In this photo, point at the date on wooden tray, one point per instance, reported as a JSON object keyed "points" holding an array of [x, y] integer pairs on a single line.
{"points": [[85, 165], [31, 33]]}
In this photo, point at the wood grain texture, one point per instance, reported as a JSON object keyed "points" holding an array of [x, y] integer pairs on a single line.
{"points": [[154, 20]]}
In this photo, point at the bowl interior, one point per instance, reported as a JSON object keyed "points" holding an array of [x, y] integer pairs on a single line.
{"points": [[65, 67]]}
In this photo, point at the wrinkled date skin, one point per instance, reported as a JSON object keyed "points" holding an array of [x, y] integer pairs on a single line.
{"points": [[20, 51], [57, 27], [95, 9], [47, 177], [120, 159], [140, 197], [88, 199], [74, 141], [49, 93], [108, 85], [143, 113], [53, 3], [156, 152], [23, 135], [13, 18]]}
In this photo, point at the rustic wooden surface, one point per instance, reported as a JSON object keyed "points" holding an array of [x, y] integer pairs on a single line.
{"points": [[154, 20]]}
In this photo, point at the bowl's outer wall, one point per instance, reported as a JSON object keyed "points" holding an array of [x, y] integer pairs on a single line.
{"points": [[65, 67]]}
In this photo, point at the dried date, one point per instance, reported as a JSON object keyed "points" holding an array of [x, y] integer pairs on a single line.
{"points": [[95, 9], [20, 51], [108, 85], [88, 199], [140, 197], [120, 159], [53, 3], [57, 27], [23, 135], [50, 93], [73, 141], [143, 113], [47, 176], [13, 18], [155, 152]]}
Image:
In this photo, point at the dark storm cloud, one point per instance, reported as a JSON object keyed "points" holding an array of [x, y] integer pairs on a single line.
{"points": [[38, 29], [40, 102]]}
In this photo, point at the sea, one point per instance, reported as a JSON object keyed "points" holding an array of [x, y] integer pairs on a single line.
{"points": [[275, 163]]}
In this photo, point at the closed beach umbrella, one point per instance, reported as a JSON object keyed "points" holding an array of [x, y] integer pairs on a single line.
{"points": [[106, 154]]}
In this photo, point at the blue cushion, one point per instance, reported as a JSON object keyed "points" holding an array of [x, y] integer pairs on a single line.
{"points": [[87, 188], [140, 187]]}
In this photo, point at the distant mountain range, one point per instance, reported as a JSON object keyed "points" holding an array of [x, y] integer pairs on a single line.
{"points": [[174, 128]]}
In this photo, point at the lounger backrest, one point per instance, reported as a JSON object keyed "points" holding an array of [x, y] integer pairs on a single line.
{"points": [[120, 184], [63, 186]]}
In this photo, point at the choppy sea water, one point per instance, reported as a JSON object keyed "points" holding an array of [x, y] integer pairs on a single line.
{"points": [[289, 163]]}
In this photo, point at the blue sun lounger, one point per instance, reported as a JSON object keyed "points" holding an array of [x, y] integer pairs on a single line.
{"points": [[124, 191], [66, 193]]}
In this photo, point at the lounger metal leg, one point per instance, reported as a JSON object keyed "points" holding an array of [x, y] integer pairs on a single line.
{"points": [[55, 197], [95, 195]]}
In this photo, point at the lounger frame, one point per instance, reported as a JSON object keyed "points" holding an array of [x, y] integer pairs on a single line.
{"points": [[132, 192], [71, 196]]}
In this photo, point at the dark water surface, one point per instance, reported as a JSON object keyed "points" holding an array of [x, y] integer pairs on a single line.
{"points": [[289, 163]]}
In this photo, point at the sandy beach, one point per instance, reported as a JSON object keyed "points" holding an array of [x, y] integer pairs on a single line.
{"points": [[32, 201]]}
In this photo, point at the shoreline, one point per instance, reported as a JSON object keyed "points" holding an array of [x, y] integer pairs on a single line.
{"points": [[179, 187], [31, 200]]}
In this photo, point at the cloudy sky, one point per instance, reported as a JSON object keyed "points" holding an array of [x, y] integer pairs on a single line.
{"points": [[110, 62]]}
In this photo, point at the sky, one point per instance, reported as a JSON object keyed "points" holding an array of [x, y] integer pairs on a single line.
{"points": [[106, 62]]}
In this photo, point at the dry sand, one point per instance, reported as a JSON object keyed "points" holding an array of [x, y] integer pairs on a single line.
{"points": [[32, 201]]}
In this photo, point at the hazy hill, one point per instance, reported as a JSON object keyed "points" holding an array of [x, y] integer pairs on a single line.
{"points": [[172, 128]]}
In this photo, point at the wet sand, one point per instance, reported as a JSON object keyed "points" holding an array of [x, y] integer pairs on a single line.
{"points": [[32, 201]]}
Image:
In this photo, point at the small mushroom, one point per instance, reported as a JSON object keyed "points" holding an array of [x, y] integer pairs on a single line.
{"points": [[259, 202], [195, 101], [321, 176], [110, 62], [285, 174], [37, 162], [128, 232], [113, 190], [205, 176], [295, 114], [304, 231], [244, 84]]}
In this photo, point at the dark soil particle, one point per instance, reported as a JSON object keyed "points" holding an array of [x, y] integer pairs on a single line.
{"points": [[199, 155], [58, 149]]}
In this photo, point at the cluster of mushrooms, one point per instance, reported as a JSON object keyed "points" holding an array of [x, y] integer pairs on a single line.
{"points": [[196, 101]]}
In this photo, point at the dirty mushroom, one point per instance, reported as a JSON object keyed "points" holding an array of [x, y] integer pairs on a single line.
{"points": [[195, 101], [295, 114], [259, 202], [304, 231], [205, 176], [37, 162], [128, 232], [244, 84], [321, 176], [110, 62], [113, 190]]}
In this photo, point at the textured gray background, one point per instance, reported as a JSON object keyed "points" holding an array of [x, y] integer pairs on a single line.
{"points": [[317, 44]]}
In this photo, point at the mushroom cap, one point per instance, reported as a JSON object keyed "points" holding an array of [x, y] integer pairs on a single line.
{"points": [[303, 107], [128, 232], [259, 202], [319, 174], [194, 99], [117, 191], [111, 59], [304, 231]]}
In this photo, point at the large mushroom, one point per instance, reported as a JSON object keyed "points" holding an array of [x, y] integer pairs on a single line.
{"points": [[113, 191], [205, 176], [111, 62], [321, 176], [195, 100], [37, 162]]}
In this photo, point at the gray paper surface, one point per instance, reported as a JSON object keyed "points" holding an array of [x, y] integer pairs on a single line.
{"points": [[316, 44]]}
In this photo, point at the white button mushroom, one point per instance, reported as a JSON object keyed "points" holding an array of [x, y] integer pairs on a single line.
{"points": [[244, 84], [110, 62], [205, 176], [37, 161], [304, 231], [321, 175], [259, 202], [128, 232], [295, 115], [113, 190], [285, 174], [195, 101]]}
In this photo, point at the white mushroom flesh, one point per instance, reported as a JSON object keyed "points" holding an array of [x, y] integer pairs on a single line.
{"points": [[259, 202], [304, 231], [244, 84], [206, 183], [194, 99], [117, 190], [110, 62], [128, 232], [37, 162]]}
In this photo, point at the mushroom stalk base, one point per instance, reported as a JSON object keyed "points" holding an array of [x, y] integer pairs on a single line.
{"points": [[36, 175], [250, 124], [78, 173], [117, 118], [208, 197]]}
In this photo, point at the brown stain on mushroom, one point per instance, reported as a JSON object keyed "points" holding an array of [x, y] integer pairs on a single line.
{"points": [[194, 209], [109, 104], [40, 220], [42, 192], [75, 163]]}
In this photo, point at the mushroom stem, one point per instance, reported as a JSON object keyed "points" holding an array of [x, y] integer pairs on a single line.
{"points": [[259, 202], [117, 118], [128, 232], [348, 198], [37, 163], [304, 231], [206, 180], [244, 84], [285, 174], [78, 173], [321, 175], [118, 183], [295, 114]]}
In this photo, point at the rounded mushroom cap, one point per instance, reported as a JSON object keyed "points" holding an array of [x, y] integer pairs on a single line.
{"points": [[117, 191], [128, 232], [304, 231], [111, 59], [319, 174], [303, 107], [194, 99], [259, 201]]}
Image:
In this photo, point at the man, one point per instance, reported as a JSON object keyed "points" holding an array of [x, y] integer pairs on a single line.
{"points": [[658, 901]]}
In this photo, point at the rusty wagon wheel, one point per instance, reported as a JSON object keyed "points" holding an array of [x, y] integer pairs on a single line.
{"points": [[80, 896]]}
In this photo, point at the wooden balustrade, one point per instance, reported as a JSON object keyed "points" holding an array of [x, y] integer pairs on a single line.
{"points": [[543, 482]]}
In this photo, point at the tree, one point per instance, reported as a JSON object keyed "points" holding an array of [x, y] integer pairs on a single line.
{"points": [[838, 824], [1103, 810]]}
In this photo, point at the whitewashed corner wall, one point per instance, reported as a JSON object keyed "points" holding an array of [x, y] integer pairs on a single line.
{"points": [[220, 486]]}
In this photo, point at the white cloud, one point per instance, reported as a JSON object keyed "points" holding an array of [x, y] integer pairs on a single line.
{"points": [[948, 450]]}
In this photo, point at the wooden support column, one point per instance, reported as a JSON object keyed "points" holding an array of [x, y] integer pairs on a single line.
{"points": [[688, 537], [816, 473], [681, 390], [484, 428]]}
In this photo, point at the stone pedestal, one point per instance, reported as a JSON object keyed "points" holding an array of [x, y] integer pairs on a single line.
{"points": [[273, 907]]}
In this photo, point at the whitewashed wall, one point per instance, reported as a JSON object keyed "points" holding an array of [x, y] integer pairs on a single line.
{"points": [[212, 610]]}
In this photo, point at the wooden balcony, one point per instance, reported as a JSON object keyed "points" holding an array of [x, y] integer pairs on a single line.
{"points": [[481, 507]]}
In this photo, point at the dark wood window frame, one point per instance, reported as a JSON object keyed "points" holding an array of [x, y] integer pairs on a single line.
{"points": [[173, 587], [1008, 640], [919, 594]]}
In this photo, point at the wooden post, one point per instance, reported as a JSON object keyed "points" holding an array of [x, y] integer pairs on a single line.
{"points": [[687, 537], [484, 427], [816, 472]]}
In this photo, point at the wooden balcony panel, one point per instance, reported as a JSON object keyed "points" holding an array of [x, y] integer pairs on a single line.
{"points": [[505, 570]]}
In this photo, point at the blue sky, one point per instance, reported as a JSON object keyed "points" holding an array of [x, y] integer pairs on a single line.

--

◆ **GIVEN INSTRUCTION**
Reproduce, word for word, everything from the line containing "In this photo, point at the dark wood" down to the end of the items.

◆ **TASK OUTPUT**
In this photo, point at the dark wood window frame, one point per instance, reported as a JSON object keyed "points" holding an array of [x, y] integer pairs on a single line.
{"points": [[173, 587], [1008, 640], [919, 594]]}
In this photo, point at the wooden post, one point per instance, reported as a JSON object keyed "points" holding an array of [x, y] integer pairs on a single line.
{"points": [[687, 537], [484, 427], [816, 472]]}
In this photo, point at the wooden balcony panel, one point per instance, reported as a JSON object keyed "points" holding an array of [x, y] integer pairs on a single line.
{"points": [[505, 570]]}
In this photo, point at the blue sky, one point per instance, reported as a JSON object keyed "points" holding an array of [x, y] integer pairs on a single line.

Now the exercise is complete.